▶ _Task set_:
(A) Answer these questions using the post below.
(i) During which decades, according to the post, did many of those people spend their time doing drugs and consuming luxury goods?
(ii) What three things does the post say Millennials and others have supposedly killed?
(iii) Which generation does the post single out with the words "but especially"?
(B) Explain the reasons the post below gives for why the white, front lawn-fetishizing suburban boomer may be an endangered species.
(C) Return the part of the post below from "tl; dr: Isn't" up to and including "the entire society?", copied word for word.

---- Source text

Maybe the specific type of American who tended to politically and economically dominate the last quarter of the previous century in the United States -- the white [picket fence], front lawn-fetishizing suburban boomer -- is an endangered species, but I think that has more to do with the passage of time and the fact that many of those same people spent the 1960s through the 1980s doing as many drugs and consuming as many luxury goods as they possibly could (so the declining number of those who are still around are often in poor health and with very strained relationships with their families and modern society in general) all to the neglect of the people who came after them and the planet more generally than "young people aren't having enough children".

tl; dr: Isn't it enough that Millennials, Zoomers, and I suppose some younger Gen Xers (but especially millennials... :rolleyes:) have supposedly killed everything from the wedding industry to the shopping mall to the misogyny-themed chain restaurant (I'm not putting the boorish and openly sexualized name here on CF, but if you know, you know)? Are 'we' now ushering in the end of the entire society?

--------
---- Records provided

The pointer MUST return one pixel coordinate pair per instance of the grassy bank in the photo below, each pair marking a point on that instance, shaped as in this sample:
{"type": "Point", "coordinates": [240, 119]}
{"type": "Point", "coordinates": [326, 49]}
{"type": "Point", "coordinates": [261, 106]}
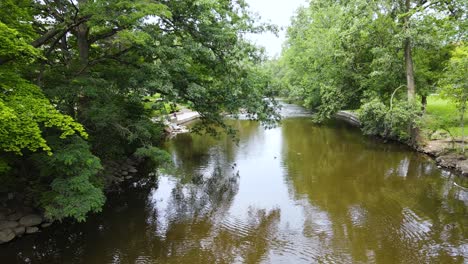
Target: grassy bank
{"type": "Point", "coordinates": [442, 119]}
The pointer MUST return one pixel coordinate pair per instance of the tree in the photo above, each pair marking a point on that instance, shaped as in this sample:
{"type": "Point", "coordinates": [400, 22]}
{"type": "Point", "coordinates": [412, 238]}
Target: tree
{"type": "Point", "coordinates": [454, 84]}
{"type": "Point", "coordinates": [67, 66]}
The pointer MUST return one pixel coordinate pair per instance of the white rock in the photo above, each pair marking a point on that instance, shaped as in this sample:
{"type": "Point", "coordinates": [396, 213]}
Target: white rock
{"type": "Point", "coordinates": [6, 235]}
{"type": "Point", "coordinates": [31, 220]}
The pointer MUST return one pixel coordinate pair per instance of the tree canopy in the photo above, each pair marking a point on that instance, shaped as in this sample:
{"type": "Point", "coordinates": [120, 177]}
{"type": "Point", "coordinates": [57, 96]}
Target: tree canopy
{"type": "Point", "coordinates": [74, 75]}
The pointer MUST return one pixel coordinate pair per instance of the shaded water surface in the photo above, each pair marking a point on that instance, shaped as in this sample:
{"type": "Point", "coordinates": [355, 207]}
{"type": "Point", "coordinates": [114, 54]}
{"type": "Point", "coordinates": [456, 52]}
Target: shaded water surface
{"type": "Point", "coordinates": [299, 193]}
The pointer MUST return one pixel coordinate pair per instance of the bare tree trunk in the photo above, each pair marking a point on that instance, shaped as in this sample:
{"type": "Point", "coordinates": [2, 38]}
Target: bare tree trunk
{"type": "Point", "coordinates": [414, 131]}
{"type": "Point", "coordinates": [82, 34]}
{"type": "Point", "coordinates": [423, 104]}
{"type": "Point", "coordinates": [83, 43]}
{"type": "Point", "coordinates": [408, 57]}
{"type": "Point", "coordinates": [462, 124]}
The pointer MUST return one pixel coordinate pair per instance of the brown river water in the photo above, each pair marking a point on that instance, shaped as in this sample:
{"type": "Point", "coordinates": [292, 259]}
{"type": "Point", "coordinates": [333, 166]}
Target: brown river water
{"type": "Point", "coordinates": [298, 193]}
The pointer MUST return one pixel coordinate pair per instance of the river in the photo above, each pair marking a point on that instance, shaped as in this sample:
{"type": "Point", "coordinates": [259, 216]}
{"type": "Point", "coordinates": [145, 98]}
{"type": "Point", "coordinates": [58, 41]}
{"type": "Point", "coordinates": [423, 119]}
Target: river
{"type": "Point", "coordinates": [298, 193]}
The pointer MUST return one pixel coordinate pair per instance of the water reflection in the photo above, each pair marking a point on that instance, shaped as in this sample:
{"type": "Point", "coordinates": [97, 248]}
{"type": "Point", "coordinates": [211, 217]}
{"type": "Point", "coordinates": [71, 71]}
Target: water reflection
{"type": "Point", "coordinates": [299, 193]}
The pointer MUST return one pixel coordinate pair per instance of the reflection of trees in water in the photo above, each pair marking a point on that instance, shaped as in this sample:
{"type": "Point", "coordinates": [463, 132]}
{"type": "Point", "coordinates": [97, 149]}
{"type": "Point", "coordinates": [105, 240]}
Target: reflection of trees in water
{"type": "Point", "coordinates": [193, 152]}
{"type": "Point", "coordinates": [197, 229]}
{"type": "Point", "coordinates": [383, 200]}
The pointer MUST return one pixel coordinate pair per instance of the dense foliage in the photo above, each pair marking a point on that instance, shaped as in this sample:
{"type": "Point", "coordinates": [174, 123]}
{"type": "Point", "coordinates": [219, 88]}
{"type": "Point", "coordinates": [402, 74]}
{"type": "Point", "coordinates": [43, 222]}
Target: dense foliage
{"type": "Point", "coordinates": [74, 76]}
{"type": "Point", "coordinates": [352, 54]}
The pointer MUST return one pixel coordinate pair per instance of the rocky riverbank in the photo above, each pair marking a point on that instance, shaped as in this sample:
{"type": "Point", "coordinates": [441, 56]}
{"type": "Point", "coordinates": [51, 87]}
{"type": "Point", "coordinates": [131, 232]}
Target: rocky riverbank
{"type": "Point", "coordinates": [19, 218]}
{"type": "Point", "coordinates": [438, 149]}
{"type": "Point", "coordinates": [19, 221]}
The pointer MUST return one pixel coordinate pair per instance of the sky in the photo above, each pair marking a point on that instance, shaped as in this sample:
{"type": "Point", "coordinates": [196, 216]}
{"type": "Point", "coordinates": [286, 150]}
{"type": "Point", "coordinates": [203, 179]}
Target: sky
{"type": "Point", "coordinates": [278, 12]}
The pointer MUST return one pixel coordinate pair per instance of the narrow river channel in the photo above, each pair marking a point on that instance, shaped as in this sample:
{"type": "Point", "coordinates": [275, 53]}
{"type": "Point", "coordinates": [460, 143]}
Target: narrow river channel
{"type": "Point", "coordinates": [298, 193]}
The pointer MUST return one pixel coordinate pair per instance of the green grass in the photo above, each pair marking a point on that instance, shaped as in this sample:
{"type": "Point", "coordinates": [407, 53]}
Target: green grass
{"type": "Point", "coordinates": [442, 113]}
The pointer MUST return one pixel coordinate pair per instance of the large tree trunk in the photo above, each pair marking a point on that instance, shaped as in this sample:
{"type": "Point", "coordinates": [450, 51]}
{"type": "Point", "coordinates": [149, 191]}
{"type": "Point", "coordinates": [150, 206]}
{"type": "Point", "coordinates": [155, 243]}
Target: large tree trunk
{"type": "Point", "coordinates": [423, 104]}
{"type": "Point", "coordinates": [83, 44]}
{"type": "Point", "coordinates": [413, 130]}
{"type": "Point", "coordinates": [408, 57]}
{"type": "Point", "coordinates": [82, 34]}
{"type": "Point", "coordinates": [462, 124]}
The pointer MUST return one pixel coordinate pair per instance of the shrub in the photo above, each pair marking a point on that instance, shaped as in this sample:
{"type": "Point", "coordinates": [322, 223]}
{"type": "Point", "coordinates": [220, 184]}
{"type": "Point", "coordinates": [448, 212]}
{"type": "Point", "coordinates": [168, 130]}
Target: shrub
{"type": "Point", "coordinates": [378, 119]}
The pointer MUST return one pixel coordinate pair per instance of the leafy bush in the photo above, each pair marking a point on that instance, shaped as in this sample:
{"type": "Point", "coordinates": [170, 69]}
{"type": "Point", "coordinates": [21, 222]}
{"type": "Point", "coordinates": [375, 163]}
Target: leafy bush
{"type": "Point", "coordinates": [75, 190]}
{"type": "Point", "coordinates": [378, 119]}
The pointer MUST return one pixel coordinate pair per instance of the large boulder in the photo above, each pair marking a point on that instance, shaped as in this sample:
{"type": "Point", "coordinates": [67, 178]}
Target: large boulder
{"type": "Point", "coordinates": [6, 235]}
{"type": "Point", "coordinates": [15, 217]}
{"type": "Point", "coordinates": [31, 229]}
{"type": "Point", "coordinates": [8, 224]}
{"type": "Point", "coordinates": [31, 220]}
{"type": "Point", "coordinates": [19, 231]}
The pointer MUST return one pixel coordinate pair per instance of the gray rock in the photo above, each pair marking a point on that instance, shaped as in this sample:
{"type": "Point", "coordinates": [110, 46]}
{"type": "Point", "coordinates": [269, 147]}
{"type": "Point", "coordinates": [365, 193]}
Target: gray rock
{"type": "Point", "coordinates": [45, 225]}
{"type": "Point", "coordinates": [8, 224]}
{"type": "Point", "coordinates": [6, 235]}
{"type": "Point", "coordinates": [31, 230]}
{"type": "Point", "coordinates": [31, 220]}
{"type": "Point", "coordinates": [462, 166]}
{"type": "Point", "coordinates": [19, 231]}
{"type": "Point", "coordinates": [15, 217]}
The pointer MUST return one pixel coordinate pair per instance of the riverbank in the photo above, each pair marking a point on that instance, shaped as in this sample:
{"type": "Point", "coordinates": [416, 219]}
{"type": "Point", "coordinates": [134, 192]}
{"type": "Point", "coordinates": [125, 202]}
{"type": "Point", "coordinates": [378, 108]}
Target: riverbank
{"type": "Point", "coordinates": [437, 149]}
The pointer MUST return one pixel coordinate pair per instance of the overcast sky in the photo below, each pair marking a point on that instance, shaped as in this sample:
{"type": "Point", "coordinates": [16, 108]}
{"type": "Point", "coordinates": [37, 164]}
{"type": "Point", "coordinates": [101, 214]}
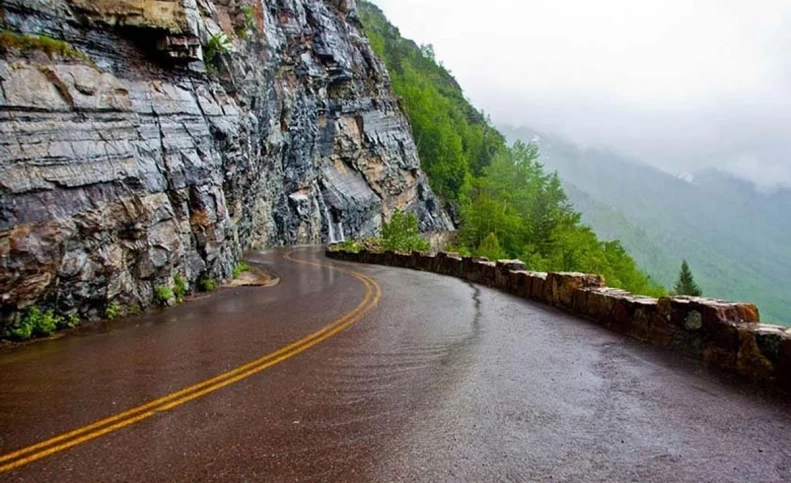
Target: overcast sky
{"type": "Point", "coordinates": [682, 84]}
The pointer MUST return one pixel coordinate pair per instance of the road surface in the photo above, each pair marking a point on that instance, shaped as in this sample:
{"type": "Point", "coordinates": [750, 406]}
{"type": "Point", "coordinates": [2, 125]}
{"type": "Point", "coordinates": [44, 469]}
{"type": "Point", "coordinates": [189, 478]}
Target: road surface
{"type": "Point", "coordinates": [375, 374]}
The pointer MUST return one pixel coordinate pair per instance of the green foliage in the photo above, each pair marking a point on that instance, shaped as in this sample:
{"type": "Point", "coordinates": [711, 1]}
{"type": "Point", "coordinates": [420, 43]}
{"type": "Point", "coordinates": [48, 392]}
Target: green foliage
{"type": "Point", "coordinates": [71, 321]}
{"type": "Point", "coordinates": [516, 210]}
{"type": "Point", "coordinates": [113, 310]}
{"type": "Point", "coordinates": [455, 141]}
{"type": "Point", "coordinates": [180, 288]}
{"type": "Point", "coordinates": [34, 321]}
{"type": "Point", "coordinates": [401, 234]}
{"type": "Point", "coordinates": [249, 17]}
{"type": "Point", "coordinates": [685, 285]}
{"type": "Point", "coordinates": [163, 295]}
{"type": "Point", "coordinates": [219, 44]}
{"type": "Point", "coordinates": [207, 285]}
{"type": "Point", "coordinates": [52, 47]}
{"type": "Point", "coordinates": [349, 245]}
{"type": "Point", "coordinates": [240, 267]}
{"type": "Point", "coordinates": [510, 206]}
{"type": "Point", "coordinates": [490, 248]}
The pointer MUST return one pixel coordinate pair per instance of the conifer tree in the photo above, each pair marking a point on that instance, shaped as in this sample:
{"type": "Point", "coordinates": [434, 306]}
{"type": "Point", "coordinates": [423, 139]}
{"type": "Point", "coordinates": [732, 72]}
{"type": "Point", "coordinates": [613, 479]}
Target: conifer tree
{"type": "Point", "coordinates": [686, 282]}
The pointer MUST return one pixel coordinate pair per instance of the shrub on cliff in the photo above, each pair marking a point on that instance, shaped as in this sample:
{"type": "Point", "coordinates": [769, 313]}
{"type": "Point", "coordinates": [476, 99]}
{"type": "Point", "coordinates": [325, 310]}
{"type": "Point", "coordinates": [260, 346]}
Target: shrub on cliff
{"type": "Point", "coordinates": [401, 234]}
{"type": "Point", "coordinates": [163, 295]}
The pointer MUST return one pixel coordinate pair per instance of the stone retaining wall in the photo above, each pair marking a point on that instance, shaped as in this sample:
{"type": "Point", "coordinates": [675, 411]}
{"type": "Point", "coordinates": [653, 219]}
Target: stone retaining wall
{"type": "Point", "coordinates": [723, 334]}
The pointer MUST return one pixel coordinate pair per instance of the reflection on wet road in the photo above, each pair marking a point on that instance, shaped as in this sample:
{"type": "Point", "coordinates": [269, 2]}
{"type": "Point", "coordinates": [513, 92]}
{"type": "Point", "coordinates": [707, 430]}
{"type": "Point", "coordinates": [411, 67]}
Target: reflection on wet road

--------

▶ _Exercise responses_:
(A)
(i) The 1960s through the 1980s.
(ii) The wedding industry, the shopping mall and the misogyny-themed chain restaurant.
(iii) Millennials.

(B) The post attributes it to the passage of time and to many of those people having spent the 1960s through the 1980s doing as many drugs and consuming as many luxury goods as they could. As a result, those still around are often in poor health and have strained relationships with their families and modern society. The post does not attribute it to young people not having enough children.

(C)
tl; dr: Isn't it enough that Millennials, Zoomers, and I suppose some younger Gen Xers (but especially millennials... :rolleyes:) have supposedly killed everything from the wedding industry to the shopping mall to the misogyny-themed chain restaurant (I'm not putting the boorish and openly sexualized name here on CF, but if you know, you know)? Are 'we' now ushering in the end of the entire society?